__Point annotation records__.
— begin —
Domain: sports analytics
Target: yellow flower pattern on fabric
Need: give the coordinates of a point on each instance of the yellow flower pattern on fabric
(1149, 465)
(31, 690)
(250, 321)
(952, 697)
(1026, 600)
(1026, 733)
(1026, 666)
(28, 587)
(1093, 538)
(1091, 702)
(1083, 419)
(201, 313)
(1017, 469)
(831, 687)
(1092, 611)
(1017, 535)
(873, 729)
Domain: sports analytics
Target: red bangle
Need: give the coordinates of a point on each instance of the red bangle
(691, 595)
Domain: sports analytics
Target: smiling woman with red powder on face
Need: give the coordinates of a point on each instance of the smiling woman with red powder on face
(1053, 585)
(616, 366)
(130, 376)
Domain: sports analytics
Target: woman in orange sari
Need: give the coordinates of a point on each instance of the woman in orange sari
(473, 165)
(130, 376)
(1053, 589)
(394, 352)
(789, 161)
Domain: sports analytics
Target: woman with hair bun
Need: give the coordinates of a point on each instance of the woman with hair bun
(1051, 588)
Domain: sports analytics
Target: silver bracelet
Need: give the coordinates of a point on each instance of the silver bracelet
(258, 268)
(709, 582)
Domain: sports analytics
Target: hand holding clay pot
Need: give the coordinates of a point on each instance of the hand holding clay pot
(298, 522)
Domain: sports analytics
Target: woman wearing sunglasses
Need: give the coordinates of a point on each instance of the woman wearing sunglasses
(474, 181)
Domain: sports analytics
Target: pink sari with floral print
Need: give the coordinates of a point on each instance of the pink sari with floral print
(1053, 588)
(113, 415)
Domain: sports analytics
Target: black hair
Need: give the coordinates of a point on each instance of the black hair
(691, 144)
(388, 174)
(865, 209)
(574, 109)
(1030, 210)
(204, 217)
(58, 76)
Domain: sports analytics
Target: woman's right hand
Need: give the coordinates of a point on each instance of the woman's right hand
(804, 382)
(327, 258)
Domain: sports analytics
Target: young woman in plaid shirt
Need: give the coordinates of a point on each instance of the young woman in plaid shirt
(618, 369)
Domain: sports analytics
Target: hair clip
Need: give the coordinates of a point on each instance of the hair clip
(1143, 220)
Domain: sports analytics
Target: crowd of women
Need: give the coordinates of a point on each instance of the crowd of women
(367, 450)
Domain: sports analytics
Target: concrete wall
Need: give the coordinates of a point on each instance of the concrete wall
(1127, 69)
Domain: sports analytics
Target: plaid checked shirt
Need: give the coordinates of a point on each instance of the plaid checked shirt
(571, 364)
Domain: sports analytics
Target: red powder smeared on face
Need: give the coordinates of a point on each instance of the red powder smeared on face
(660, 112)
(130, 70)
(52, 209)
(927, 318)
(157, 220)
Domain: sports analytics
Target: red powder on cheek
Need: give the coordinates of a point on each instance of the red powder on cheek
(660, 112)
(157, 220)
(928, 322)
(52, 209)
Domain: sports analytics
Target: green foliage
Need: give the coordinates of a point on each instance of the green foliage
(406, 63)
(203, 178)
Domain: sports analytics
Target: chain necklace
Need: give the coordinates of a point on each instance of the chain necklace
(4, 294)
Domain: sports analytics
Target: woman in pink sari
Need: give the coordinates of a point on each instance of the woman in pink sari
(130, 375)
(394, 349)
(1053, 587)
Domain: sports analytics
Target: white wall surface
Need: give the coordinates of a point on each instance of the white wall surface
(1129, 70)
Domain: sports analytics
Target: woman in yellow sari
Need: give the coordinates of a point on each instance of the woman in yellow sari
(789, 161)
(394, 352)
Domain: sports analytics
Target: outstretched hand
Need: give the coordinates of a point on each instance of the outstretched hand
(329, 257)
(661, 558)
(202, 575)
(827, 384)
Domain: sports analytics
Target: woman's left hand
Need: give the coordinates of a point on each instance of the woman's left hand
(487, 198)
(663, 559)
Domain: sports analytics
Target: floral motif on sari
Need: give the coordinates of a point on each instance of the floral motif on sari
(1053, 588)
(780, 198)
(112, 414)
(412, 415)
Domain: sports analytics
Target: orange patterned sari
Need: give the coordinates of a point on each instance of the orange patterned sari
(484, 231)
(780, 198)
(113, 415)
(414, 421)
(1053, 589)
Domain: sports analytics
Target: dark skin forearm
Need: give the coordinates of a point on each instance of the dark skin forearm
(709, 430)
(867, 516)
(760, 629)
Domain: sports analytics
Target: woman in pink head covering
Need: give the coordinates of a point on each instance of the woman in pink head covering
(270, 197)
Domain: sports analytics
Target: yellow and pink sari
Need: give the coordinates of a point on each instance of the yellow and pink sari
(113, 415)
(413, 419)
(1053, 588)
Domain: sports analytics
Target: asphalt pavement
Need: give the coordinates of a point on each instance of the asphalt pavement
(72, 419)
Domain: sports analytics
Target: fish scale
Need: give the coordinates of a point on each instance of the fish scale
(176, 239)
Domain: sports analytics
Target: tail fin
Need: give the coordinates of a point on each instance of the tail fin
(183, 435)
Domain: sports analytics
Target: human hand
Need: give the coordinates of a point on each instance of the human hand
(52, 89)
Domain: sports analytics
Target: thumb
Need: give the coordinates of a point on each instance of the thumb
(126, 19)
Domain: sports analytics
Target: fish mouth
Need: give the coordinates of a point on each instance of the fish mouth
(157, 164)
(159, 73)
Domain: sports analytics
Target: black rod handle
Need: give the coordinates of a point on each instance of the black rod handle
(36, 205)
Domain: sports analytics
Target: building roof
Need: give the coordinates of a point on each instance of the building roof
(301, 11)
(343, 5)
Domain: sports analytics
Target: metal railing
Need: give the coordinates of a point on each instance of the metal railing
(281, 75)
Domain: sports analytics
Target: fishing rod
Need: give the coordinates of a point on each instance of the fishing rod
— end —
Write out the records above again, switching every "sports analytics" to "media monitoring" and leaving everything else unchanged.

Domain: media monitoring
Target: yellow flower pattern on fabric
Need: give the coordinates of a point on each instance of the yellow flower pattern on fabric
(1149, 465)
(31, 690)
(250, 321)
(952, 697)
(1026, 600)
(1026, 733)
(1026, 666)
(28, 587)
(1093, 538)
(1091, 702)
(1083, 419)
(201, 313)
(1017, 469)
(831, 687)
(1092, 611)
(1017, 535)
(873, 729)
Domain: media monitoring
Target: red bangle
Need: give the coordinates of a point on each instance of the red bangle
(691, 595)
Domain: media monitoring
Target: smiling woman with red powder on face
Need: give the coordinates of a point on each instance of the smiling woman with red powder on face
(1053, 585)
(616, 366)
(130, 376)
Domain: media monitoring
Target: woman in orange sari
Need: give the coordinates of a point on each instance of the woman in orange sari
(473, 165)
(130, 376)
(1053, 589)
(394, 352)
(789, 161)
Domain: media monitoring
Target: woman with hair bun
Need: give the coordinates of a point on each instance of the woman with hair bun
(1051, 588)
Domain: media monitoring
Target: silver bracelet
Need: give the coordinates of a point on each instance of the silver bracelet
(258, 268)
(709, 582)
Domain: media monitoring
Target: hand holding clay pot
Need: give the coordinates of a point on each instance of the hand holding clay pot
(298, 522)
Domain: media monitoring
Target: woman wearing sunglasses
Need: give the coordinates of a point on each instance of the woman wearing sunglasses
(474, 181)
Domain: media monitoring
Target: pink sari with floral print
Need: give the coordinates of a point on each instance of the pink sari with floral print
(1053, 588)
(113, 415)
Domain: media monitoring
Target: black hair
Need: give the coordinates of a point on each instance of the black hair
(691, 144)
(388, 174)
(865, 209)
(574, 109)
(1030, 210)
(204, 217)
(58, 76)
Domain: media monitoring
Target: woman's right hand
Need: give the coordinates of a point on each instance of the woman's right hand
(804, 382)
(327, 258)
Domain: media monitoring
Target: young woman in plaid shirt
Need: give the coordinates of a point on each instance of the young woman in plaid shirt
(618, 369)
Domain: media monitoring
Target: hair clip
Need: give the coordinates of a point on each instance of the hair clip
(1143, 220)
Domain: media monitoring
Target: crowd of women
Need: give the coordinates of a point on each instance of the crowd of women
(367, 450)
Domain: media monitoring
Target: concrete wall
Need: give the coordinates of a point on each instance of the concrete wall
(1127, 69)
Domain: media monitoring
Target: plaid checked shirt
Need: give the coordinates of a point on each instance of the plaid checked shirt
(571, 364)
Domain: media monitoring
Target: red powder smeared on face
Need: give the coordinates of a point on each instance of the red powder smeared on face
(660, 112)
(130, 70)
(52, 209)
(927, 318)
(157, 220)
Domain: media monitoring
Target: red powder on cheek
Need: give the coordinates of a point on each instance of the red powder on cheek
(660, 112)
(157, 220)
(928, 322)
(52, 209)
Domain: media monitoring
Target: green foliage
Need: give the coordinates of a point on each instance of the green foliage
(406, 63)
(203, 178)
Domain: media monitoring
Target: chain necklace
Need: give the coordinates of a point on each instance of the chain necklace
(4, 294)
Domain: media monitoring
Target: woman in pink sari
Need: give the coordinates of a point on each instance of the woman in pink sari
(130, 375)
(394, 349)
(1053, 587)
Domain: media monitoring
Target: white wall surface
Need: give the coordinates of a point on each instance of the white wall surface
(1129, 70)
Domain: media monitoring
Target: woman in yellow sari
Need: give the coordinates of a point on each instance of the woman in yellow sari
(789, 161)
(394, 352)
Domain: media monitoring
Target: outstretched hand
Need: give the coordinates of a point on each instance of the outstretched hand
(329, 257)
(661, 558)
(202, 575)
(827, 384)
Domain: media monitoring
Target: woman's left hand
Need: give the coordinates of a point on each instance of the woman's left hand
(487, 198)
(663, 559)
Domain: media monitoring
Target: floral motif on sari
Need: give the coordinates of a point on each instance of the floral motif on sari
(1053, 588)
(780, 198)
(112, 414)
(412, 415)
Domain: media monitoring
Target: orange patterned sari
Need: give the coordinates of a point on each instance of the orange patterned sari
(484, 231)
(780, 198)
(113, 415)
(414, 421)
(1053, 589)
Domain: media monitoring
Target: dark skin forearm
Need: give the coordinates of a point on each instance of the dark skin forearm
(709, 430)
(867, 516)
(760, 629)
Domain: media monitoring
Target: woman in pink head covering
Need: give the coordinates of a point on each instance of the woman in pink head covering
(270, 197)
Domain: media monitoring
Target: yellow and pink sari
Need: give the coordinates of a point on each instance of the yellow and pink sari
(113, 415)
(413, 419)
(1053, 588)
Domain: media monitoring
Target: asphalt pavement
Need: give the coordinates of a point on each instance of the asphalt pavement
(72, 419)
Domain: media monitoring
Target: fish scale
Need: give the coordinates of a point on each instance of the fish scale
(176, 239)
Domain: media monitoring
Target: tail fin
Need: give the coordinates of a point on each instance of the tail fin
(183, 435)
Domain: media monitoring
Target: human hand
Need: give the coordinates of a point on each instance of the human hand
(52, 89)
Domain: media monitoring
Target: thumb
Need: give the coordinates of a point on each instance of the thumb
(126, 19)
Domain: media monitoring
Target: fish mouth
Need: give the coordinates of a point on each instance of the fish mouth
(157, 164)
(159, 73)
Domain: media monitoring
Target: black rod handle
Need: give the coordinates of a point on each instance of the black rod handle
(36, 205)
Domain: media monitoring
Target: building roof
Need: give the coordinates of a point on each instance of the building roof
(301, 11)
(343, 5)
Domain: media monitoring
Target: metal railing
Need: give the coordinates of a point on each instance of the metal railing
(281, 75)
Domain: media monitoring
Target: fishing rod
Need: give the coordinates of a point on each instance of the fishing rod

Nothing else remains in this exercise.